> **Given request**:
Repeat exactly the lines of the listing from the line containing "Indicate every instance of the door" through its last line, and nothing beyond them.

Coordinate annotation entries
┄┄┄┄┄┄
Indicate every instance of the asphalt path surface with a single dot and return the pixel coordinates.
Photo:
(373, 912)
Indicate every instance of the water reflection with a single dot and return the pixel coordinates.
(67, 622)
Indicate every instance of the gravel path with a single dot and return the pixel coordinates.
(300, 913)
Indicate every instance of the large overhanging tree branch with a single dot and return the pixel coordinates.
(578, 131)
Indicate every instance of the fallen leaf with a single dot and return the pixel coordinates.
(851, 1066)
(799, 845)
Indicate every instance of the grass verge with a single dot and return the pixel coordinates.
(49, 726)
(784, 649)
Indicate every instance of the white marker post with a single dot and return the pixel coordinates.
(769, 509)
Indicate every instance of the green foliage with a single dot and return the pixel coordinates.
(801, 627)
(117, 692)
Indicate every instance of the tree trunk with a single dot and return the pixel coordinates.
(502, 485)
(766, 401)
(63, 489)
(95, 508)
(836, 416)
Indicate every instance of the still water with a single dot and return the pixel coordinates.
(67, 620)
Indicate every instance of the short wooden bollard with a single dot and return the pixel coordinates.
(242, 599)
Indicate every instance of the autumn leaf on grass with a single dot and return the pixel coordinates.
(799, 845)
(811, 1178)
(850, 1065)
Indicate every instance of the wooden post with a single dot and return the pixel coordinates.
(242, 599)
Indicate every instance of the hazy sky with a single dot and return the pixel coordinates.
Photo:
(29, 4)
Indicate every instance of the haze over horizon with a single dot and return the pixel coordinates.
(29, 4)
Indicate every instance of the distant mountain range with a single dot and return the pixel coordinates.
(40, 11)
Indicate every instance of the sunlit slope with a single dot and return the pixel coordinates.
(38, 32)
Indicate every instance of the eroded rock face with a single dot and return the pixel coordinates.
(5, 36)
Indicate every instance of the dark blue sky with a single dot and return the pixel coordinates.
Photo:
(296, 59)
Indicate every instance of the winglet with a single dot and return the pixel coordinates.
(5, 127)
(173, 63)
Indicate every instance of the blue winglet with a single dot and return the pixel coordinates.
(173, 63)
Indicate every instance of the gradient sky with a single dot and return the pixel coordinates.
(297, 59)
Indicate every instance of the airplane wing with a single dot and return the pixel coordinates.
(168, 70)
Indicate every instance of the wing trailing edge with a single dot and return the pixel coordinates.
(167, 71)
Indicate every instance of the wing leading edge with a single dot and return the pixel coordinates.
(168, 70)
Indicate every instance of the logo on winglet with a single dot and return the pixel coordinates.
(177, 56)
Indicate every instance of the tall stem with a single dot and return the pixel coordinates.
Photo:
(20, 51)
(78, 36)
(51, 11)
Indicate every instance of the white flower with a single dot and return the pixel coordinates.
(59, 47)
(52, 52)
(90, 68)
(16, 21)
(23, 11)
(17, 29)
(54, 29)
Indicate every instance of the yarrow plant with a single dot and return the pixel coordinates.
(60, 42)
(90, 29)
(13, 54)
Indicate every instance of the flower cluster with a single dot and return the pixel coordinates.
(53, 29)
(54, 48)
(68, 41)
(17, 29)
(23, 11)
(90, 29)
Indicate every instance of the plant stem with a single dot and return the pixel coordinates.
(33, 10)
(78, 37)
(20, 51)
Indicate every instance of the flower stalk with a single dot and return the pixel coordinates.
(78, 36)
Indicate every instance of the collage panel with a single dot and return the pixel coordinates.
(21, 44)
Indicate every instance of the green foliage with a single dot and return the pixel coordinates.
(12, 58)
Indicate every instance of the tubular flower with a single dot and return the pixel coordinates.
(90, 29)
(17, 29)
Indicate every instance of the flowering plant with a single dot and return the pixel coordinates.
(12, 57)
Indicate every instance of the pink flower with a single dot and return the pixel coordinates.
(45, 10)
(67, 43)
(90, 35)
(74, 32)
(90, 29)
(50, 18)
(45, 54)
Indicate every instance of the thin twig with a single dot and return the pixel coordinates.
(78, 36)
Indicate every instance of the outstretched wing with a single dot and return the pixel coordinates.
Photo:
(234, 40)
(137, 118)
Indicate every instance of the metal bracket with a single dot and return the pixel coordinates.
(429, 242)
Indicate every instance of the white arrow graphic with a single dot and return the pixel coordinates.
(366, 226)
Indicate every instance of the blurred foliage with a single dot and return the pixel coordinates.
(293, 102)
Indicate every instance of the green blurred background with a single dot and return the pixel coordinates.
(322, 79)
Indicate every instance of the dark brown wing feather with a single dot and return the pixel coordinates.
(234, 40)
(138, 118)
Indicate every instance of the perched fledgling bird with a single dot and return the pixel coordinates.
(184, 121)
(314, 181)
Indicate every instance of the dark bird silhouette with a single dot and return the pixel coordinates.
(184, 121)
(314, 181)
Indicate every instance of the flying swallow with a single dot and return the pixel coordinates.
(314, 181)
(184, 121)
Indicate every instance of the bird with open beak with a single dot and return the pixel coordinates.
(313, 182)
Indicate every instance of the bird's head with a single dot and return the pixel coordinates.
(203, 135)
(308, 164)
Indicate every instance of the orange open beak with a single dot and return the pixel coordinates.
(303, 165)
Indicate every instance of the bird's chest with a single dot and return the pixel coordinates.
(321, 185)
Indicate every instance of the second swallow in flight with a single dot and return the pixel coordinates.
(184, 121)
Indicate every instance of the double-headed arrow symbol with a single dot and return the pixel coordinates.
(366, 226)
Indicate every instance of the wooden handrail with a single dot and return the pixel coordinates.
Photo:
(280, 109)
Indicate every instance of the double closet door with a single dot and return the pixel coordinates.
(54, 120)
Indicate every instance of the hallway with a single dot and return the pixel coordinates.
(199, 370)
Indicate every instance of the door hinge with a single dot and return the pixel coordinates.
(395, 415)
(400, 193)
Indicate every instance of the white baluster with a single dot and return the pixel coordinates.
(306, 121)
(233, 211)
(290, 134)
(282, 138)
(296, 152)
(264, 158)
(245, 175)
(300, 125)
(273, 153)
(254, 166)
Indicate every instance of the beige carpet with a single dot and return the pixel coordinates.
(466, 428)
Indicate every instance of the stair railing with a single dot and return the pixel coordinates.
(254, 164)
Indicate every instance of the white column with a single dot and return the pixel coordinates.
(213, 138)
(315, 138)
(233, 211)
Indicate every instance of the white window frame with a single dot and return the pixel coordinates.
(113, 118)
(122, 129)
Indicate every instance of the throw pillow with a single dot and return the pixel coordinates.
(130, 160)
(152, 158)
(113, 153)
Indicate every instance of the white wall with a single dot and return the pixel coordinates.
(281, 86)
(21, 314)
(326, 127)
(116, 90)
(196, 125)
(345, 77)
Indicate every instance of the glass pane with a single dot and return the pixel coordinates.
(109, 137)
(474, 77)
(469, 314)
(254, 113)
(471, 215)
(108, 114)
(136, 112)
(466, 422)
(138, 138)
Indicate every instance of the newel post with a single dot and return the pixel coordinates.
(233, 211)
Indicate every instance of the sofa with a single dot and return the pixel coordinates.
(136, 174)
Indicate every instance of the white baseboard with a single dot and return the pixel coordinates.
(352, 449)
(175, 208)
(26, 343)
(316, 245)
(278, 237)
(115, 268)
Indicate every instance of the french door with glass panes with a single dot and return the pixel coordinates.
┄┄┄┄┄┄
> **Full solution**:
Indicate every instance of the door hinge with a single dot and return the pixel coordinates.
(395, 415)
(400, 193)
Indicate every instance of the white baluster with a single dot and return the pixel coordinates.
(306, 121)
(233, 211)
(290, 134)
(282, 138)
(296, 152)
(264, 158)
(245, 175)
(300, 125)
(273, 153)
(254, 166)
Indicate every instance of the beige carpet with a single dot and return the pixel coordinates.
(466, 428)
Indicate every instance of the stair railing with a single dot and return the pixel coordinates.
(254, 164)
Indicate every instance of the white column with a single dot and return the pixel coordinates.
(213, 138)
(315, 138)
(233, 211)
Indicate every instance of the white window frame with a single dot and return the pixel coordinates.
(113, 118)
(122, 129)
Indicate every instance of the throw pillow with a single dot and return the pixel coordinates.
(130, 160)
(152, 158)
(113, 153)
Indicate every instance of the white wall with a single dot and return the pixel coordinates.
(281, 86)
(21, 314)
(326, 127)
(116, 90)
(196, 125)
(345, 77)
Indicate every instance of the glass pane with a single dot and return the pixel coordinates.
(109, 137)
(474, 77)
(469, 314)
(254, 113)
(471, 215)
(108, 114)
(136, 112)
(466, 422)
(138, 138)
Indicate every instance of the newel post with a single dot and return the pixel coordinates.
(233, 211)
Indicate every instance of the sofa with a single dot and return the pixel coordinates.
(136, 174)
Indicate every instance of the white baseboard with a single dot and return the pixel coordinates.
(352, 449)
(175, 208)
(26, 343)
(316, 245)
(278, 237)
(115, 268)
Indicate every instance of the french door with glass panes with a single dot and return the pixel coordinates.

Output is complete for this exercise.